Return the data below line for line, with every character unchanged.

↓↓↓

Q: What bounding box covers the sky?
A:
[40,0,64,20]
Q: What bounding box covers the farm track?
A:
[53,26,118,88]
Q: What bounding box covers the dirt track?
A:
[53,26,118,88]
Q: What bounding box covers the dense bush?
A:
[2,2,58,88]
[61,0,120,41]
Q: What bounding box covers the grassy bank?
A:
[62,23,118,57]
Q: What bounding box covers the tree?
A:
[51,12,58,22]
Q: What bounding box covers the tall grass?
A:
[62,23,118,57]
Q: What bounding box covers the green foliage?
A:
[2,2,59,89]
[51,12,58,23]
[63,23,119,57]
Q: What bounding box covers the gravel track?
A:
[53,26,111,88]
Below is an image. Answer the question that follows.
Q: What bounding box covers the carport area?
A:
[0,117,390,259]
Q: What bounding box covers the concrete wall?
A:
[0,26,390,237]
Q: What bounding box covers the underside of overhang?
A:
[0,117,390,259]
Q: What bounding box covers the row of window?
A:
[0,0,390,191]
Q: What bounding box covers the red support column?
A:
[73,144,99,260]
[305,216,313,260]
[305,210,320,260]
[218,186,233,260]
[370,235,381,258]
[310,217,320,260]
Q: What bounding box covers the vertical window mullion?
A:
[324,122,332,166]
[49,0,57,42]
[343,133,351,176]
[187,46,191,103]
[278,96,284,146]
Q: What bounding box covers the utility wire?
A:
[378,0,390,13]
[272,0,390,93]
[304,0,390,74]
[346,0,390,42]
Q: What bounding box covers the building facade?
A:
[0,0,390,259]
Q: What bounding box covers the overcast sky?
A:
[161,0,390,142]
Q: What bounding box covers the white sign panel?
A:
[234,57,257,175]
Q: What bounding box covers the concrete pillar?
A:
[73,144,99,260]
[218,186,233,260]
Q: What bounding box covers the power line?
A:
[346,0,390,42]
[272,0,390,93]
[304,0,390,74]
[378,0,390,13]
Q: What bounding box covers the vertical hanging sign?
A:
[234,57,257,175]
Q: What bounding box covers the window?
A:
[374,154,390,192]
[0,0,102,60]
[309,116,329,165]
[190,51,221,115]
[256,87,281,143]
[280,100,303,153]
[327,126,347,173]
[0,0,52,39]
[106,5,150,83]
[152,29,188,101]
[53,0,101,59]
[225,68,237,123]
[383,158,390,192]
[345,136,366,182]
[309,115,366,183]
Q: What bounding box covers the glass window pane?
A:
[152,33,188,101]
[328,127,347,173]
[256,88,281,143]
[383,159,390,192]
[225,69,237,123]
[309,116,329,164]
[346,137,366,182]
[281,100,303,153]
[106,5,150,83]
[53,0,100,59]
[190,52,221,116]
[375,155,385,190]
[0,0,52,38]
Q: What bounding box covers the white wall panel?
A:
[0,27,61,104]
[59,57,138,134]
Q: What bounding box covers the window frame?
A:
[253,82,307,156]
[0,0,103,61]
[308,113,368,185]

↑↑↑

■ TASK RESULT
Q: What bounding box covers the sky?
A:
[40,0,64,20]
Q: What bounding box covers the farm track?
A:
[53,26,118,88]
Q: What bounding box covers the dirt track?
A:
[53,26,118,88]
Q: What bounding box covers the dense bush?
A:
[2,2,58,88]
[61,0,120,41]
Q: What bounding box covers the grassy bank?
A:
[62,23,118,57]
Q: What bounding box covers the tree?
A:
[51,12,58,22]
Q: What bounding box covers the tall grass?
A:
[62,23,118,57]
Q: What bounding box covers the green foliage?
A:
[2,2,59,89]
[51,12,58,23]
[63,23,119,57]
Q: What bounding box covers the gravel track?
A:
[53,26,111,88]
Below is an image. Answer the question that follows.
Q: What bounding box covers the carport area?
A:
[0,117,390,259]
Q: What bounding box covers the concrete wall?
A:
[0,26,390,237]
Q: What bounding box covers the underside of overhang?
A:
[0,117,390,259]
Q: What bounding box covers the row of window?
A:
[0,0,390,191]
Q: What bounding box covers the red support column?
A:
[73,144,99,260]
[305,216,313,260]
[305,210,320,260]
[218,186,233,260]
[370,235,381,258]
[310,217,320,260]
Q: What bounding box covers the vertical window mullion?
A:
[324,122,332,166]
[49,0,57,42]
[343,133,351,176]
[187,46,191,103]
[278,96,284,146]
Q: What bounding box covers the utility wire?
A:
[378,0,390,13]
[272,0,390,93]
[304,0,390,74]
[346,0,390,42]
Q: What bounding box covers the building facade?
A:
[0,0,390,259]
Q: What bounding box covers the overcast sky?
A:
[161,0,390,142]
Q: What bounding box covers the white sign panel?
A:
[234,57,257,175]
Q: What bounding box covers the concrete pillar?
A:
[73,144,99,260]
[218,186,233,260]
Q: What bounding box covers the power line?
A:
[346,0,390,42]
[272,0,390,93]
[304,0,390,74]
[378,0,390,13]
Q: What bounding box covers the vertical hanging sign?
A:
[234,57,257,175]
Q: What bounding box covers the window?
A:
[374,154,390,192]
[0,0,102,60]
[309,116,329,165]
[190,51,221,115]
[256,87,281,143]
[280,100,303,153]
[327,126,347,173]
[0,0,52,39]
[106,5,150,83]
[152,29,188,101]
[53,0,101,59]
[225,68,237,123]
[383,158,390,192]
[345,136,366,182]
[309,115,366,183]
Q: What bounding box covers the glass window pane?
A:
[152,33,188,101]
[328,127,347,173]
[256,88,281,143]
[383,159,390,192]
[225,69,237,123]
[309,116,329,164]
[346,137,366,182]
[281,100,303,153]
[106,5,150,83]
[53,0,100,59]
[190,52,221,116]
[375,155,385,190]
[0,0,52,38]
Q: What bounding box covers the white wall panel?
A:
[0,27,61,104]
[59,57,138,134]
Q: What bounding box covers the window frame?
A:
[253,82,307,156]
[0,0,103,61]
[308,113,368,185]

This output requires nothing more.